• DATA SHOWN:
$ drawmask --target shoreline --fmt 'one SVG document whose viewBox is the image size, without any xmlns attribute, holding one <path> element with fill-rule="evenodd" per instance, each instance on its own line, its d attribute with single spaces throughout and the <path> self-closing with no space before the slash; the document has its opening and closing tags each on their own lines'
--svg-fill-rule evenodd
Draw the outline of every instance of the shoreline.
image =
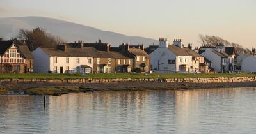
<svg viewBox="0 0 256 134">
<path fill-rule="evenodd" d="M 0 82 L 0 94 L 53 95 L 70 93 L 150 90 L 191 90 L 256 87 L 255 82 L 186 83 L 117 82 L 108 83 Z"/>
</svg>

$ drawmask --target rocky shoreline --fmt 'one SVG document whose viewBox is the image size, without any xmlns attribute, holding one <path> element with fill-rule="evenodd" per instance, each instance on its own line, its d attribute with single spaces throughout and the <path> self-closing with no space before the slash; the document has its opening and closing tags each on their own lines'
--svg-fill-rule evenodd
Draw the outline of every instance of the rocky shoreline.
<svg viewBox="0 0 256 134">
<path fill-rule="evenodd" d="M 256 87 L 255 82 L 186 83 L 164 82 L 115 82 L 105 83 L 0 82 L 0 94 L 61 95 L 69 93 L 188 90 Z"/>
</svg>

---

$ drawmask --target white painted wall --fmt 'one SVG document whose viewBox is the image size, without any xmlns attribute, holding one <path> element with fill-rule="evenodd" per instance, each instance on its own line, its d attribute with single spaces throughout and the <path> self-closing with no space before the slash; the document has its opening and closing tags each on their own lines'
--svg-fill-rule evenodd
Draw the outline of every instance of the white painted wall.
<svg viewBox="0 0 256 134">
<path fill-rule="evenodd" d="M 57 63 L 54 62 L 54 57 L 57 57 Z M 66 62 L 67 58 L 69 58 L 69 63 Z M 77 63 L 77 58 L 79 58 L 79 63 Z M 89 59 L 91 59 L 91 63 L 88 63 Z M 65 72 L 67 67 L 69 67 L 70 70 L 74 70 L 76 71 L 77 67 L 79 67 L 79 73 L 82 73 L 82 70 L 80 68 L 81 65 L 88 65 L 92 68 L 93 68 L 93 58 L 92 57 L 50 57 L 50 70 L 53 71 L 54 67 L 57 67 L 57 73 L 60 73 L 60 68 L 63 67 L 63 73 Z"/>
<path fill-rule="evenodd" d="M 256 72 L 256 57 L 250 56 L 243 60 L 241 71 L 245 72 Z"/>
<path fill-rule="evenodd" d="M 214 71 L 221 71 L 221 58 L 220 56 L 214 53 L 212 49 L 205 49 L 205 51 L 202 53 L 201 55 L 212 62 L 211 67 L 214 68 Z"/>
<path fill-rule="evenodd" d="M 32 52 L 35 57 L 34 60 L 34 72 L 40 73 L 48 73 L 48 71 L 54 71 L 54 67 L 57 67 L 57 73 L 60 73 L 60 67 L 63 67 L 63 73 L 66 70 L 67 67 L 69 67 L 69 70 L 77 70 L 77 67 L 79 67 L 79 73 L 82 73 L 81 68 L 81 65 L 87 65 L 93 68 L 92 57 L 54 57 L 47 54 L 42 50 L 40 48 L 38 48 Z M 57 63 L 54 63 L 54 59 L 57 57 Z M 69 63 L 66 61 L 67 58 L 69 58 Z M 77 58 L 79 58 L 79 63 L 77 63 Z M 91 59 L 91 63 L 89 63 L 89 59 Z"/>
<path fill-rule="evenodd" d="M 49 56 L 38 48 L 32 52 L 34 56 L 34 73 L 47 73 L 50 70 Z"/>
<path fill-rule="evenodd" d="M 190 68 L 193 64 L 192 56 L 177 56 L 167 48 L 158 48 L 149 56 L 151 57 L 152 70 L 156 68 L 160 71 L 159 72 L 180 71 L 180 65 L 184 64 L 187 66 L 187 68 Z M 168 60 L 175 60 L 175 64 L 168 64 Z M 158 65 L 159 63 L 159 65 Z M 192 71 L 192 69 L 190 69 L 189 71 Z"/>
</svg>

• TASK STATEMENT: Format the material from the line containing "drawmask --target white" down to the line containing "214 71 L 221", both included, as a two-column CSV with the header input,output. Put each text in one quoted input field and its answer in one quoted output field, one row apiece, with line breaks replaced by spaces.

• EXERCISE SOLUTION:
input,output
"$ drawmask --target white painted wall --fmt 'one SVG document whose viewBox is the image size, without any xmlns attribute, holding one <path> element with fill-rule=""evenodd"" per instance, each instance on its own line, its d attribute with single spaces throughout and the <path> self-closing with no space before the slash; the document has its opening and closing tags each on their own lines' --svg-fill-rule evenodd Draw the outline of every instance of the white painted wall.","<svg viewBox=""0 0 256 134""> <path fill-rule=""evenodd"" d=""M 57 63 L 54 62 L 54 57 L 57 57 Z M 66 62 L 67 58 L 69 58 L 69 63 Z M 77 63 L 77 58 L 79 58 L 79 63 Z M 89 59 L 91 59 L 91 63 L 88 63 Z M 65 72 L 67 67 L 69 67 L 70 70 L 74 70 L 76 71 L 77 67 L 79 67 L 79 73 L 82 73 L 82 70 L 80 68 L 81 65 L 88 65 L 92 68 L 93 68 L 93 58 L 92 57 L 50 57 L 50 70 L 53 71 L 54 67 L 57 67 L 57 73 L 60 73 L 60 68 L 63 67 L 63 73 Z""/> <path fill-rule=""evenodd"" d=""M 256 72 L 256 57 L 250 56 L 243 60 L 241 71 L 245 72 Z""/> <path fill-rule=""evenodd"" d=""M 214 71 L 221 71 L 221 58 L 220 56 L 214 53 L 212 49 L 205 49 L 205 51 L 202 53 L 201 55 L 212 62 L 211 67 L 214 68 Z""/>"